> _The problem_
For this exercise, output the line holding "Output: one point" and all subsequent lines of the entries below, unchanged, up to and including the last.

> _Dataset entries_
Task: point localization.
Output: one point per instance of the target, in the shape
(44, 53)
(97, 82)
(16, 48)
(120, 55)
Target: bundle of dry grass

> _Exercise response_
Output: one point per instance of the target, in the shape
(44, 53)
(97, 82)
(16, 48)
(120, 55)
Target: bundle of dry grass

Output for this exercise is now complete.